What this task involves:
Copy the material below line for line, with no changes.

[Saved entries]

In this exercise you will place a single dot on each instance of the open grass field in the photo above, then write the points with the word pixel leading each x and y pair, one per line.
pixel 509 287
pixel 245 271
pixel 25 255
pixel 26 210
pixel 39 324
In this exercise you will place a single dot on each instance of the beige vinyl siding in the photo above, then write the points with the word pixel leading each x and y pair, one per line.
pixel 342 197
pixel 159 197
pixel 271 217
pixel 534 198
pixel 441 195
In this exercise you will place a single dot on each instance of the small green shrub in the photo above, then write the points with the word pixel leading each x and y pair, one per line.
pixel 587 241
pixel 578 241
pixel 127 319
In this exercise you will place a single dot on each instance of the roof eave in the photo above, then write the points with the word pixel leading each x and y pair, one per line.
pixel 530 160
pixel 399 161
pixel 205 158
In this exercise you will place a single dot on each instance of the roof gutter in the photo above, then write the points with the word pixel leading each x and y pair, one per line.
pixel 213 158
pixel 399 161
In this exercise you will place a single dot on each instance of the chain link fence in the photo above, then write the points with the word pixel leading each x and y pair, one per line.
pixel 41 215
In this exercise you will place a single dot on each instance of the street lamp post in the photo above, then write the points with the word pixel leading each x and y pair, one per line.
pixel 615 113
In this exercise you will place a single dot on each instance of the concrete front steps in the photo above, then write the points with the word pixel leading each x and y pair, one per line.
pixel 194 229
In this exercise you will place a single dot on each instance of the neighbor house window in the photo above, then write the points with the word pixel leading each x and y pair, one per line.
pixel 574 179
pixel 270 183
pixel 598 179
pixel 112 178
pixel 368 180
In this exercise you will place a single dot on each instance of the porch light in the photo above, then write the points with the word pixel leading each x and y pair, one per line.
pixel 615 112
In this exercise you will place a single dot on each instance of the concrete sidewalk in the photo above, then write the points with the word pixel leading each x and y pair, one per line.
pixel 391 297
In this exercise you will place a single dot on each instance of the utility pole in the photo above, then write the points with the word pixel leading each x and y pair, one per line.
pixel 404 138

Worked answer:
In this exercise you will place a single dot on each instance of the open grass field in the photo above, then write the points with the word pixel leading each x and y pair, one per line.
pixel 509 287
pixel 245 271
pixel 25 255
pixel 26 210
pixel 39 324
In this exercise you will place a single dot on each instance of the beige vinyl siding in the photo above, then write the points with the word pixel leading each x and y pair, one per line.
pixel 342 197
pixel 159 197
pixel 271 217
pixel 534 198
pixel 441 195
In this exercise you will place a single dot on each instance of the small green shrub in the photo above, then write the points with the word pixel leading each x and y pair, one per line.
pixel 587 241
pixel 578 241
pixel 127 319
In this exercise you will place a single dot on each instance of the roof eave in the photo above, then write the points with the word pixel leading each x and y pair, one per line.
pixel 530 160
pixel 399 161
pixel 205 158
In this exercise you will place a single dot on each instance of the roof gutter in the photo above, then write the points with the word pixel leading each x and y pair, one per line.
pixel 213 158
pixel 399 161
In this exercise you will place a single dot on each instance of the chain link fence in the photo above, then write the points with the word pixel leading each x and y pair, one per line.
pixel 41 215
In this exercise you will place a single dot on each instance of the street lamp post in the photo above, then write the points with the word pixel leading each x and y pair, one per line.
pixel 615 113
In this exercise you will place a single dot on each instance of the concrete front steps in the photo above, then write the points with the word pixel leading each x and y pair, one per line.
pixel 194 229
In this exercise you will place a single dot on each instance of the neighbor house window in the photo above, then write the points with the word pixel leading each x and y pair, one per line.
pixel 574 179
pixel 270 183
pixel 598 179
pixel 112 178
pixel 368 180
In this exercise you will place a single dot on each instance of the porch light in the photo above, then write the points with the word pixel leading each x and y pair, one per line.
pixel 615 112
In this exercise you will place a single dot on each instance of the concrete sidewalk in the photo above, then write the points with the word pixel leading each x and y pair, one per line.
pixel 391 297
In this exercise you will place a single dot on each instance of the utility pole in the photo above, then write the points with the word pixel leading each x and y pair, one per line.
pixel 404 138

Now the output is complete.